Azioni richieste:
1) Modifica il testo fornito nella parte che inizia con le parole contenenti "Infatti, al di" e finisce con "ed interesse ‘internazionali’.": riscrivila mettendo "presidente del Consiglio uscente" al posto di "premier uscente".
2) Secondo il testo fornito, per quale motivo il governo tedesco ha annunciato un indebitamento straordinario?
3) Nel testo fornito, chi ha promosso soprattutto a livello europeo la proposta di un tetto massimo al prezzo del gas?
### Testo fornito ###
Orbene, il richiamare la Germania come epicentro di questa tutt’altro che pacifica relazione fra la sovranità dei singoli Stati, rappresentata dal proprio ordinamento costituzionale, ed il diritto europeo introduce alla ben più preoccupante recente comunicazione del governo tedesco di porre mano ad un indebitamento straordinario per aiutare cittadini ed imprese nazionali a sopportare i rincari dei costi energetici, contemporaneamente ponendo il veto alla richiesta di un price cap (tetto massimo) europeo al prezzo del gas.
Infatti, al di là della bontà o meno di tale possibile risposta agli sconsiderati aumenti delle materie prime, promossa a livello europeo soprattutto dal nostro premier uscente Mario Draghi, la posizione della Germania si connota pericolosamente come una sortita del tutto solitaria ed aliena da qualsiasi processo di concertazione con gli altri Paesi membri, per di più in materia di sicura competenza ed interesse ‘internazionali’.
### Contenuto del dataset ###
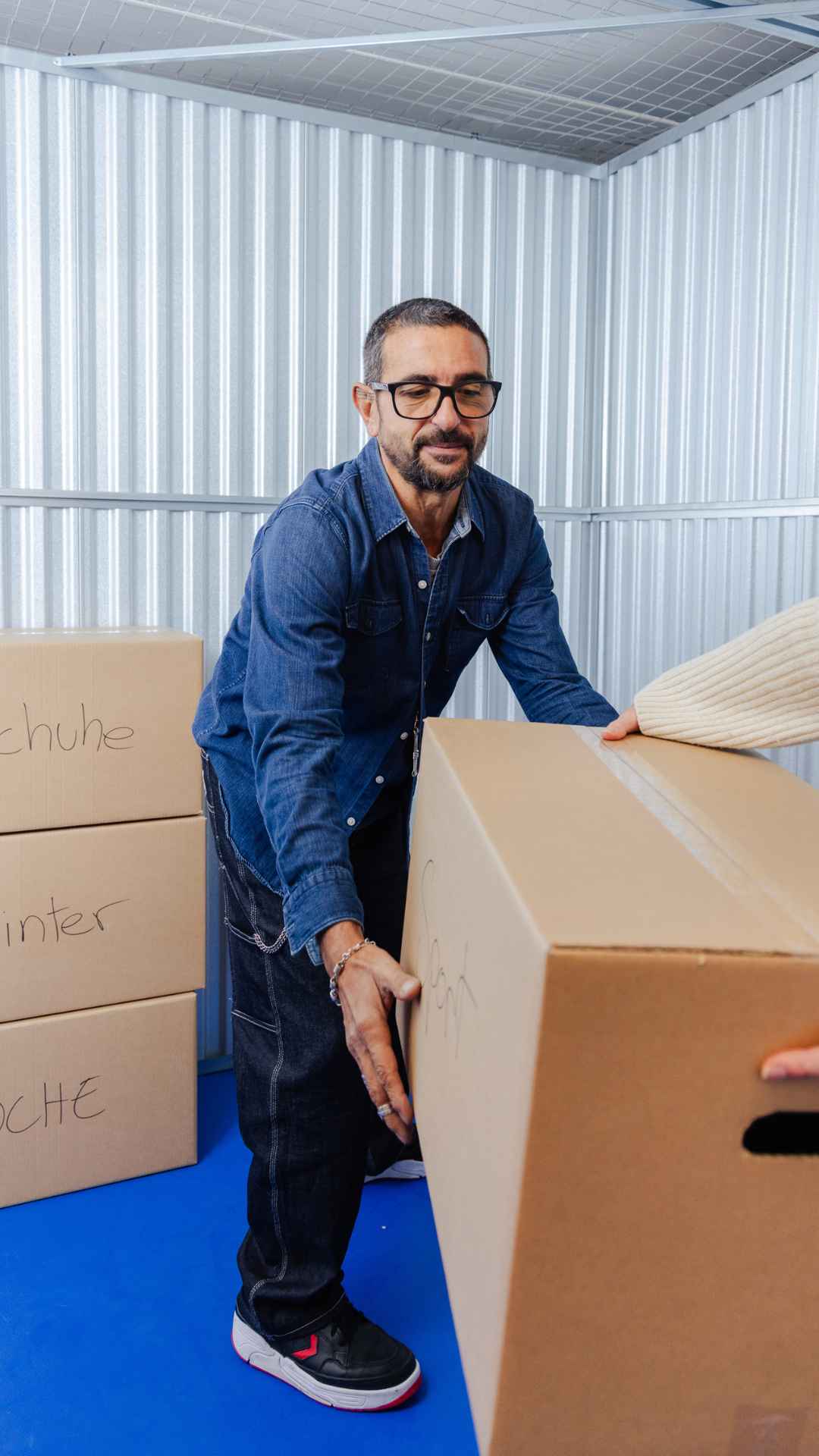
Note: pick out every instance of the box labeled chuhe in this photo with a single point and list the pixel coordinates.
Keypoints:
(95, 727)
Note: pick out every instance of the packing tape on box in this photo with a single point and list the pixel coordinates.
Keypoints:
(681, 819)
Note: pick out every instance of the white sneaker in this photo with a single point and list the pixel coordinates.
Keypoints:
(403, 1169)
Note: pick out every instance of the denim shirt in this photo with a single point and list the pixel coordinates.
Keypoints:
(341, 645)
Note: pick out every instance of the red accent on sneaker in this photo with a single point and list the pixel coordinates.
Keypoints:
(311, 1350)
(401, 1400)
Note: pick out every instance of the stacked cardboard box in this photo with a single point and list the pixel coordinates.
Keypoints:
(101, 906)
(611, 940)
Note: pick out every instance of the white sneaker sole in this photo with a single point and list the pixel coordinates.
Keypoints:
(401, 1171)
(257, 1353)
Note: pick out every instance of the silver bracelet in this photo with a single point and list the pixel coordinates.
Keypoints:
(340, 965)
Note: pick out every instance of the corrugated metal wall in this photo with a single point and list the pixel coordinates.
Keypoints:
(184, 290)
(710, 391)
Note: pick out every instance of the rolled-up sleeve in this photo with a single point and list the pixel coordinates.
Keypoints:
(532, 651)
(293, 704)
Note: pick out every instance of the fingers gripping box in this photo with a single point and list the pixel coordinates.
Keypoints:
(611, 940)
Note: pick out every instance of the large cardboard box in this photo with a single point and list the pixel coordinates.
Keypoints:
(102, 915)
(611, 940)
(96, 1095)
(95, 727)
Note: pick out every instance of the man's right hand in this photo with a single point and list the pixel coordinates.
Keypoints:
(368, 987)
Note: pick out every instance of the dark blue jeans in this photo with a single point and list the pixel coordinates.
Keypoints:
(303, 1110)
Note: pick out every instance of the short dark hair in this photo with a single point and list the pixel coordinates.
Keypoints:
(435, 313)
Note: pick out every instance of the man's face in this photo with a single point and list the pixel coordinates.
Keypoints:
(433, 455)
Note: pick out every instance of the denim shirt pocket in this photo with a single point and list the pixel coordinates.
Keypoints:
(372, 639)
(471, 623)
(372, 618)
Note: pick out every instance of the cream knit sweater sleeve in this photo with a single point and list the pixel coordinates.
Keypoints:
(761, 691)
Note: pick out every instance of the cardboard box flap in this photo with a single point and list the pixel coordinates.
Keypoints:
(672, 846)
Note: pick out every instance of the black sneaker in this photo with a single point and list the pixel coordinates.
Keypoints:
(346, 1360)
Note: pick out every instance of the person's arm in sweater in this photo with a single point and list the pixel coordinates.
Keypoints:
(760, 691)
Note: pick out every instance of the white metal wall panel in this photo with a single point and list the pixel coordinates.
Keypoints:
(711, 369)
(675, 588)
(188, 287)
(184, 290)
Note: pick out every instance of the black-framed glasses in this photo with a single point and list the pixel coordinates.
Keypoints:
(416, 400)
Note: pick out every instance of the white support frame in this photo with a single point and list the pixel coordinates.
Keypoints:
(730, 15)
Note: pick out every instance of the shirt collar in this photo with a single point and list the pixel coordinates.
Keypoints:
(384, 506)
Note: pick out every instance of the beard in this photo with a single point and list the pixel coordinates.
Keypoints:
(425, 476)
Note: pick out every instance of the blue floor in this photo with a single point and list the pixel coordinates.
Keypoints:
(115, 1310)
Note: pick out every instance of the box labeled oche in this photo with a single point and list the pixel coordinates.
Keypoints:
(610, 943)
(96, 1095)
(101, 915)
(95, 727)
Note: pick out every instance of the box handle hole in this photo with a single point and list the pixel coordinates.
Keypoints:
(783, 1134)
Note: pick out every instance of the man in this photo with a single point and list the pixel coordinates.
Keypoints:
(369, 592)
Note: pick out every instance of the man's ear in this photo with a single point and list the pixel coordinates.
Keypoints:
(368, 408)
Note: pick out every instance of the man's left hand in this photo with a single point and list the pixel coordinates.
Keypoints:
(623, 726)
(798, 1063)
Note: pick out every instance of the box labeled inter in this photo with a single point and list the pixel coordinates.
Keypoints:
(611, 940)
(101, 915)
(96, 1095)
(95, 727)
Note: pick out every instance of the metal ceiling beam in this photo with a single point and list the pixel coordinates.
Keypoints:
(802, 30)
(730, 15)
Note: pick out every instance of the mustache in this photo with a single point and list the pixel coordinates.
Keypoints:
(450, 437)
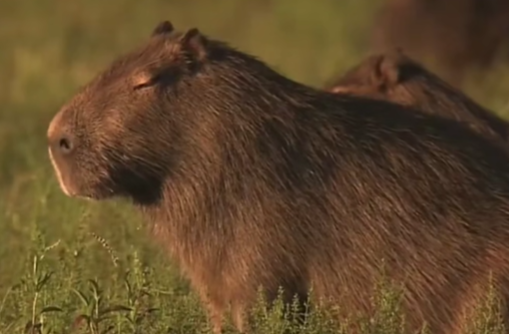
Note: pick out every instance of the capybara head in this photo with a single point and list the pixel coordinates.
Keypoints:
(395, 77)
(107, 141)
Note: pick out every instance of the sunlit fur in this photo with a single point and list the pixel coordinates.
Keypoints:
(395, 77)
(250, 179)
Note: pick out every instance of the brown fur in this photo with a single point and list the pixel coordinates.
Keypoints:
(251, 179)
(456, 34)
(395, 77)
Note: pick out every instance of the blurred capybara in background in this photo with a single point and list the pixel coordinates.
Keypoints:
(395, 77)
(456, 35)
(253, 180)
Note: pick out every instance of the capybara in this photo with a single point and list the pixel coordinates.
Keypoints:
(454, 35)
(253, 180)
(393, 76)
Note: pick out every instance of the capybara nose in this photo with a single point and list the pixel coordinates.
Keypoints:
(62, 144)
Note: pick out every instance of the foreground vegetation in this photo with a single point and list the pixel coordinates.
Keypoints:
(66, 263)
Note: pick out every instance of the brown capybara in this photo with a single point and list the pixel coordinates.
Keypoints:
(453, 35)
(253, 180)
(395, 77)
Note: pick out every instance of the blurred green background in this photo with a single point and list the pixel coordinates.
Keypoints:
(49, 48)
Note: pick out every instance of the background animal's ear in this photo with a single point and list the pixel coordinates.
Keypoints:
(339, 89)
(193, 45)
(396, 67)
(387, 70)
(164, 27)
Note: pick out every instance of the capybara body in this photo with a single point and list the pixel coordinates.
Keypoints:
(253, 180)
(457, 35)
(395, 77)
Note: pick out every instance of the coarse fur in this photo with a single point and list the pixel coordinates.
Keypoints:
(251, 179)
(393, 76)
(454, 35)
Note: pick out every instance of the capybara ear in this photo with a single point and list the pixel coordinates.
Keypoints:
(194, 45)
(164, 27)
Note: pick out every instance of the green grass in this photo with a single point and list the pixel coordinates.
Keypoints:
(55, 252)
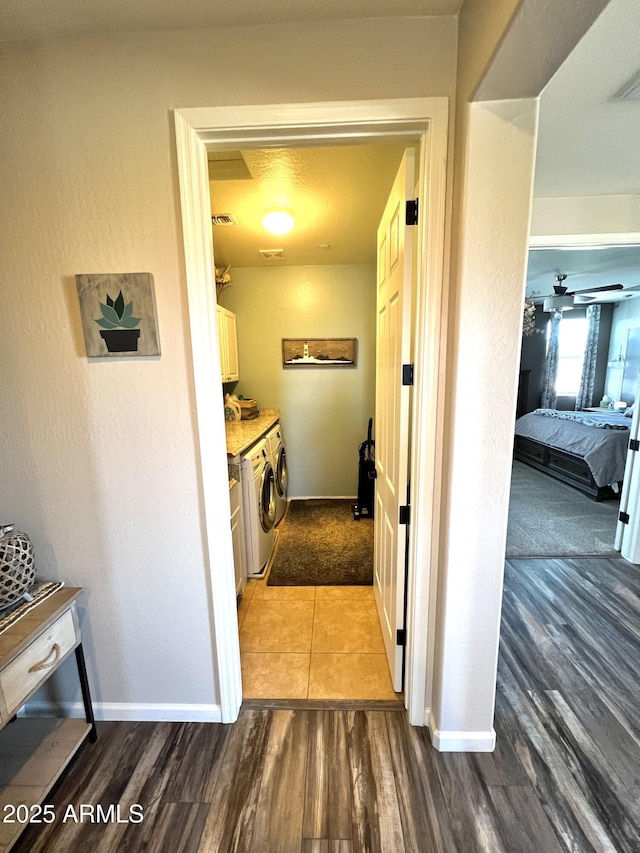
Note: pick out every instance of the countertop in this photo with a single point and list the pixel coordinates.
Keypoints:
(242, 434)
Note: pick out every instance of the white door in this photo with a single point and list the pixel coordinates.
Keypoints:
(392, 411)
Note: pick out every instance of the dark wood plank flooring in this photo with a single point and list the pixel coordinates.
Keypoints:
(565, 775)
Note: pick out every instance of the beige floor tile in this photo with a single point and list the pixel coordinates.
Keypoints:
(344, 593)
(346, 626)
(351, 676)
(277, 626)
(273, 675)
(243, 608)
(285, 593)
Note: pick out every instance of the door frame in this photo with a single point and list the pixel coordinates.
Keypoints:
(321, 123)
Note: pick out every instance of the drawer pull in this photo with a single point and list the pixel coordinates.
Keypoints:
(47, 664)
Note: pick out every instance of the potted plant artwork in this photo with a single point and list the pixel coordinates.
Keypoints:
(118, 325)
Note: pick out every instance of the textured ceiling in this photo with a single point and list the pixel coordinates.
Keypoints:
(34, 19)
(588, 140)
(336, 194)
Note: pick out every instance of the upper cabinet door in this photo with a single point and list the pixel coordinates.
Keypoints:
(233, 369)
(228, 344)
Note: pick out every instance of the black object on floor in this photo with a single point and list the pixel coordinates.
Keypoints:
(366, 478)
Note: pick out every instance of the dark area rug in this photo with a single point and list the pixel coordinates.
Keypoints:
(551, 519)
(321, 545)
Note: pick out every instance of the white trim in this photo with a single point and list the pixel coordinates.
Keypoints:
(321, 497)
(198, 251)
(427, 418)
(424, 119)
(584, 241)
(460, 741)
(131, 712)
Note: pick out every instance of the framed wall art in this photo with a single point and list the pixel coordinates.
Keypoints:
(118, 313)
(319, 352)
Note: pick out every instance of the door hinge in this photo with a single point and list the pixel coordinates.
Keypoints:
(407, 374)
(412, 212)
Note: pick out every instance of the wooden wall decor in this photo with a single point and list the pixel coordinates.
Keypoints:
(319, 352)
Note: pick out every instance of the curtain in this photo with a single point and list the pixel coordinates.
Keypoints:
(551, 363)
(588, 378)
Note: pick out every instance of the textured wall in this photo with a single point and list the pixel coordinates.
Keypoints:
(98, 459)
(324, 410)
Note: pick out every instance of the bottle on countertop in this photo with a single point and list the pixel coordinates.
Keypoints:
(232, 411)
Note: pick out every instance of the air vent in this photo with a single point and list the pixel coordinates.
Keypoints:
(223, 219)
(630, 91)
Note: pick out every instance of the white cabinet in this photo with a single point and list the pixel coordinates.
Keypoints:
(237, 536)
(228, 343)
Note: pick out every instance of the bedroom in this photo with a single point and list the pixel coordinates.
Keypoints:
(563, 505)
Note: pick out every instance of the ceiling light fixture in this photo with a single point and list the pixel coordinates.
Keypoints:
(278, 221)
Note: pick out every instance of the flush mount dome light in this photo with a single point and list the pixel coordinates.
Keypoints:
(278, 221)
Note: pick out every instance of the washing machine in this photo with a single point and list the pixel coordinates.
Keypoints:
(259, 503)
(278, 457)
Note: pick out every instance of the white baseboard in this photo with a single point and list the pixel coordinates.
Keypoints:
(115, 711)
(447, 741)
(322, 497)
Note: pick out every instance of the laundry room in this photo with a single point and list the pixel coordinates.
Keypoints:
(297, 328)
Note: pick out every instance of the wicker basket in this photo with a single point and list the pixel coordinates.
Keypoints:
(248, 409)
(17, 565)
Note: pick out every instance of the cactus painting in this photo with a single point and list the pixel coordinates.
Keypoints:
(108, 320)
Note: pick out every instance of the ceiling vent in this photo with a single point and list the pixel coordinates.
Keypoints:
(630, 91)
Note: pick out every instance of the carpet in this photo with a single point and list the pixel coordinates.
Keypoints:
(548, 518)
(321, 545)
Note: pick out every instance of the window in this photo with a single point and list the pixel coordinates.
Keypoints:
(572, 339)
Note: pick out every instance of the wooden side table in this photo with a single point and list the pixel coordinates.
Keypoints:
(35, 751)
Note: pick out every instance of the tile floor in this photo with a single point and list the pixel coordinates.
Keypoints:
(311, 642)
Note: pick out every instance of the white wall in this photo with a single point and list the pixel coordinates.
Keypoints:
(324, 411)
(626, 315)
(578, 216)
(98, 459)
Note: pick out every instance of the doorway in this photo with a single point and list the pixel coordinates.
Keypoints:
(552, 510)
(310, 629)
(232, 127)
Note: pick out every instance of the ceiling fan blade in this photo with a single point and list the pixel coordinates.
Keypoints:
(590, 290)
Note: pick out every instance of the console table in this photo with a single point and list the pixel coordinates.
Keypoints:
(35, 751)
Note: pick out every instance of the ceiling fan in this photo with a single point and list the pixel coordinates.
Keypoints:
(563, 299)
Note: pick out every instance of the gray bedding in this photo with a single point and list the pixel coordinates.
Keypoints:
(604, 450)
###
Risposte ai problemi:
1)
Infatti, al di là della bontà o meno di tale possibile risposta agli sconsiderati aumenti delle materie prime, promossa a livello europeo soprattutto dal nostro presidente del Consiglio uscente Mario Draghi, la posizione della Germania si connota pericolosamente come una sortita del tutto solitaria ed aliena da qualsiasi processo di concertazione con gli altri Paesi membri, per di più in materia di sicura competenza ed interesse ‘internazionali’.

2) Il governo tedesco intende ricorrere a un indebitamento straordinario per aiutare cittadini e imprese nazionali a sopportare i rincari dei costi energetici.

3) Il premier uscente Mario Draghi.